Task objective:
Output every entry exactly as written.

Records for processing:
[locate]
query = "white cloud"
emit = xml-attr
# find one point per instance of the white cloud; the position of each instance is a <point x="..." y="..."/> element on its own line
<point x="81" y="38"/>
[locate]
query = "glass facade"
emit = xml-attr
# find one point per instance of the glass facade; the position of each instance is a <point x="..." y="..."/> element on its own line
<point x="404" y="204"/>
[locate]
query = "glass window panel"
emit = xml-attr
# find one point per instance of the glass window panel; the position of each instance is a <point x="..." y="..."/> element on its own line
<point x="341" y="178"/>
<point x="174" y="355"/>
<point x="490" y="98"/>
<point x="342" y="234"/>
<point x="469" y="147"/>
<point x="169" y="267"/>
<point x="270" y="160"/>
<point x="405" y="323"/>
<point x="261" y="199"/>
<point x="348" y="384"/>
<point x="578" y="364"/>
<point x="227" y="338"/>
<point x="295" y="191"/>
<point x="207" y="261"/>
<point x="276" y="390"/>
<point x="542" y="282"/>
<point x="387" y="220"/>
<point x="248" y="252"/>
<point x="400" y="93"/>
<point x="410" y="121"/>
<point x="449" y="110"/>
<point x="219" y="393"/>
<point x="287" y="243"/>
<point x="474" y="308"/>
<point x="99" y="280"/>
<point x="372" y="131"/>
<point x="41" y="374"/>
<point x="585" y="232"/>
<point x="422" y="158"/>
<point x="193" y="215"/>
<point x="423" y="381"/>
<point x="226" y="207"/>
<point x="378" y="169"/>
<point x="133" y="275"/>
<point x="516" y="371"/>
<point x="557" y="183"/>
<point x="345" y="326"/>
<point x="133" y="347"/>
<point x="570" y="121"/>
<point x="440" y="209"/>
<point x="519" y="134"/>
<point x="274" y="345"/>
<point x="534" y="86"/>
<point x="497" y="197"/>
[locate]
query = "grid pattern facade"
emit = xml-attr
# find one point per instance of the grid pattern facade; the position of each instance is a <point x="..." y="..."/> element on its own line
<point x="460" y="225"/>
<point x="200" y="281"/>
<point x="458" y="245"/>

Response below:
[locate]
query = "white cloud"
emit = xml-attr
# find one point per instance of the white cloud; the position of each instance is a <point x="..." y="..."/> element on its own line
<point x="81" y="38"/>
[locate]
query = "glass facade"
emit = xml-attr
# find one point per instance of the glass facade; the position of each instance is a <point x="..." y="..."/> element on its own line
<point x="404" y="204"/>
[locate]
query = "glass window panel"
emit = xml-attr
# find one point per instance of the glass window panel; the position of each instance is a <point x="..." y="..."/> element on its own line
<point x="341" y="178"/>
<point x="174" y="355"/>
<point x="490" y="98"/>
<point x="342" y="234"/>
<point x="469" y="147"/>
<point x="169" y="267"/>
<point x="270" y="160"/>
<point x="405" y="323"/>
<point x="261" y="199"/>
<point x="348" y="384"/>
<point x="578" y="364"/>
<point x="227" y="338"/>
<point x="295" y="191"/>
<point x="207" y="261"/>
<point x="276" y="390"/>
<point x="542" y="282"/>
<point x="387" y="220"/>
<point x="248" y="252"/>
<point x="400" y="93"/>
<point x="410" y="121"/>
<point x="449" y="110"/>
<point x="219" y="393"/>
<point x="287" y="243"/>
<point x="474" y="308"/>
<point x="99" y="280"/>
<point x="372" y="131"/>
<point x="41" y="374"/>
<point x="585" y="232"/>
<point x="422" y="158"/>
<point x="193" y="215"/>
<point x="423" y="381"/>
<point x="226" y="207"/>
<point x="378" y="169"/>
<point x="133" y="275"/>
<point x="516" y="371"/>
<point x="557" y="183"/>
<point x="345" y="326"/>
<point x="133" y="347"/>
<point x="570" y="121"/>
<point x="440" y="209"/>
<point x="519" y="134"/>
<point x="274" y="345"/>
<point x="534" y="86"/>
<point x="497" y="197"/>
[locate]
query = "grid pattern facade"
emit = xml-attr
# find one point per instance of the grid pattern facade; the position of each instance is a <point x="..." y="..."/> element on its own line
<point x="460" y="225"/>
<point x="200" y="281"/>
<point x="458" y="245"/>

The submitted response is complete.